Line count for "station": state how many lines of the listing below contain it, without anything else.

Information shown =
>>>>>

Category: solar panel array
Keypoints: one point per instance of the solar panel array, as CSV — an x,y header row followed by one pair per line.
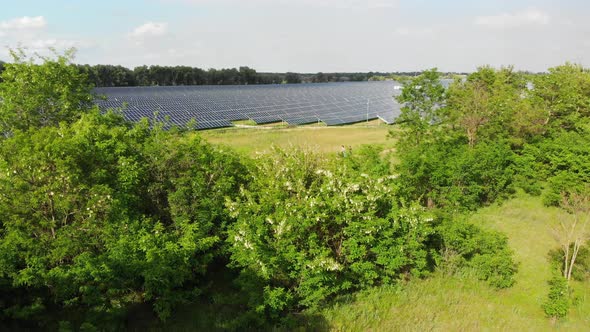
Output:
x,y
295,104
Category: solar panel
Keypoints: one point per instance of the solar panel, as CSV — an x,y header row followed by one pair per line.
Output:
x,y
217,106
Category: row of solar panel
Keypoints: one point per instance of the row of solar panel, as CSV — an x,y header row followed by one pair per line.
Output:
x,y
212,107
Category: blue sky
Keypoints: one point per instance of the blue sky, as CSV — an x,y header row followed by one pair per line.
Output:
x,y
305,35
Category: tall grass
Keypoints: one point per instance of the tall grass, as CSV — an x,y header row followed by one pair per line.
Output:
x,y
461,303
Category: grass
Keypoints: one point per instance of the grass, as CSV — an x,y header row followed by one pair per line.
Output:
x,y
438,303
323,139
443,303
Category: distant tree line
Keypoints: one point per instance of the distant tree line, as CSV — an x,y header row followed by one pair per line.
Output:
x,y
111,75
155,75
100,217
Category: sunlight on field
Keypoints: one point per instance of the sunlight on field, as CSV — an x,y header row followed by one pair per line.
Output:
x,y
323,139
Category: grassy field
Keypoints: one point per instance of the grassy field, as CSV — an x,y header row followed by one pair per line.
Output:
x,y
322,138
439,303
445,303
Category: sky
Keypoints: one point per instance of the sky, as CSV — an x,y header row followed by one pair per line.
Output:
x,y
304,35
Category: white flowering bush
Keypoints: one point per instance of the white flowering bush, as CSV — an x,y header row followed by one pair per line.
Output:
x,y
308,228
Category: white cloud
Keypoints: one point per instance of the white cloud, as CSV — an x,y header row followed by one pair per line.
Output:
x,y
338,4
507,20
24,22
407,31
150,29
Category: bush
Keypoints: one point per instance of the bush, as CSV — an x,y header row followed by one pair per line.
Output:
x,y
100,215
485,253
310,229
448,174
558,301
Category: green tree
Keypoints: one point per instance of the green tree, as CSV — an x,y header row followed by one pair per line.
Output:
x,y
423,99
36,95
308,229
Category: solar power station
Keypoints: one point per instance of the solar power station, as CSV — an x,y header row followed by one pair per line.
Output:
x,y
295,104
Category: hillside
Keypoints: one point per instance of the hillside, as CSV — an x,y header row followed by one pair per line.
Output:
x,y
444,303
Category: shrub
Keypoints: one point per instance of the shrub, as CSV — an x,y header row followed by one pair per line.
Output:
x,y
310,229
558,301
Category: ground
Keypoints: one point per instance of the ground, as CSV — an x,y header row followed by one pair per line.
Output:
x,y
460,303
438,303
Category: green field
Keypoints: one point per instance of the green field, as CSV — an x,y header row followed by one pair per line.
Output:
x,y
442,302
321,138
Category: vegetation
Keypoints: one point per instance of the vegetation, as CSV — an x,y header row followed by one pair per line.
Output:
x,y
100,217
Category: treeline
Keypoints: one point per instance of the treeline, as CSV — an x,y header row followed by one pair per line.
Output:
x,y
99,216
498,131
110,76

<<<<<
>>>>>

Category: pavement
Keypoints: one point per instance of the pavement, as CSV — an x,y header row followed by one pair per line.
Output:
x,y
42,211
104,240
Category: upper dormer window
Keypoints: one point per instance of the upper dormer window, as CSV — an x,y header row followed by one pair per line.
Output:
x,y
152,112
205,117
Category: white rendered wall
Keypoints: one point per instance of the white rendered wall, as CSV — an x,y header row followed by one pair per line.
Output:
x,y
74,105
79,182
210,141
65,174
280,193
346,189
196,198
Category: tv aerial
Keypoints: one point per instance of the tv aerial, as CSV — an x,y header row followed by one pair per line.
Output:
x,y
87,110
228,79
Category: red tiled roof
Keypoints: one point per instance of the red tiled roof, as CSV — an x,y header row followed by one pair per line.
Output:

<<<<<

Task solution = 2